---------- Data section

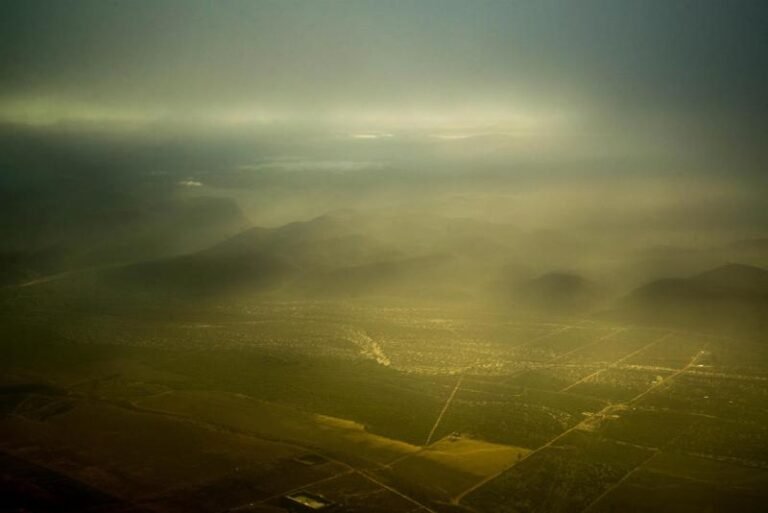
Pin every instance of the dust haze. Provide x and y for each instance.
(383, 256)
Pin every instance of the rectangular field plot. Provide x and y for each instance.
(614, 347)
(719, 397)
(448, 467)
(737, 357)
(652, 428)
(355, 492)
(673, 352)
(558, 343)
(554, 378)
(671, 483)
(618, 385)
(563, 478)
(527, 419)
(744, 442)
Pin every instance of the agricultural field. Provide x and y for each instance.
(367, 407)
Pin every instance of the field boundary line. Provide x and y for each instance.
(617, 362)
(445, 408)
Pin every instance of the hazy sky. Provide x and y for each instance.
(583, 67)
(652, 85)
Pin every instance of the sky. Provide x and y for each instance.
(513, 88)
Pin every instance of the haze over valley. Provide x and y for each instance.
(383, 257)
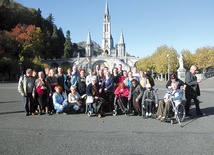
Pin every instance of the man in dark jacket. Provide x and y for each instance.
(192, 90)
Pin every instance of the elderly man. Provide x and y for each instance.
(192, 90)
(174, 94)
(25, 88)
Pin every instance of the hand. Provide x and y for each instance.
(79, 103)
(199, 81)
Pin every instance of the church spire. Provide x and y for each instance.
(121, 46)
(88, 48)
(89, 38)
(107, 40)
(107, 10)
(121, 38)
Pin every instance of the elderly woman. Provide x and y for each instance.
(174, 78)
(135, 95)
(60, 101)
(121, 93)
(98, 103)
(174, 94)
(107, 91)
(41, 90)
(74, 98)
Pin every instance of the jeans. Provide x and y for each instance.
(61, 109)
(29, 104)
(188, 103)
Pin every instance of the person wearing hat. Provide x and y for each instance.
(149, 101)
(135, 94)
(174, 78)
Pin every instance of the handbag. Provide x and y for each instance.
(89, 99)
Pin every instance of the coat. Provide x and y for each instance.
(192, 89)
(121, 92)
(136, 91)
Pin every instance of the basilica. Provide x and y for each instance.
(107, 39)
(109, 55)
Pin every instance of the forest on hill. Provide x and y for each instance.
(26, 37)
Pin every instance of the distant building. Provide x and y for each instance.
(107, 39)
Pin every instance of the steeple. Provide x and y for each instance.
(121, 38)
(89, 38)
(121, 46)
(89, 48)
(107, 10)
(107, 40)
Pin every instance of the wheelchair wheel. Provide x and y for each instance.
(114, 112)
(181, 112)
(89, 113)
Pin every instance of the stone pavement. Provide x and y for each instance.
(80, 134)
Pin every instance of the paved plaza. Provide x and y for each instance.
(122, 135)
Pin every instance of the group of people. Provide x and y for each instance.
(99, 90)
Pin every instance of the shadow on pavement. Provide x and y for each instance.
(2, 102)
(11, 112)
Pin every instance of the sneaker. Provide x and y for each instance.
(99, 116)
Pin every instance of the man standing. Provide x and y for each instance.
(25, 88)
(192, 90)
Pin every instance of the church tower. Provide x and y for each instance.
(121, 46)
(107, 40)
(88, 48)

--------------------
---------- Data section

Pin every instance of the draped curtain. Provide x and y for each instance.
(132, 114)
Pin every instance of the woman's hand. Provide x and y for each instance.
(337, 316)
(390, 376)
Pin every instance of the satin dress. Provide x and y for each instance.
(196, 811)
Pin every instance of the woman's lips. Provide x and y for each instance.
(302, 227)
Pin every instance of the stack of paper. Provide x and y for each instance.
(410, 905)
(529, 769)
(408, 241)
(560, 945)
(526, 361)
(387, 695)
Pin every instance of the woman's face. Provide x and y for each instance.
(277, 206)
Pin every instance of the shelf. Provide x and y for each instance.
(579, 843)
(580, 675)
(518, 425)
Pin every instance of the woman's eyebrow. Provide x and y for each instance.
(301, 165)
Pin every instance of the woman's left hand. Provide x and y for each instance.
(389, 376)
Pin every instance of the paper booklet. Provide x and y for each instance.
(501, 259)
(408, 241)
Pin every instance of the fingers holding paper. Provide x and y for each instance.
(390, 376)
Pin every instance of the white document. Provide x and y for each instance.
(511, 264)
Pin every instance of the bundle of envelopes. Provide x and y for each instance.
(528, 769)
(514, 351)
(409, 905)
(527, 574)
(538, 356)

--------------------

=== Instruction ===
List every line in the two blocks above that contains the word "paper", matching case.

=== Final answer ===
Pin every instance of the stack of paper. Provide x and y for each instance.
Pin every instance of the paper booklet. Provide x and y for each instance.
Pin every instance of the fingers holding paper. Provide x and y for each instance.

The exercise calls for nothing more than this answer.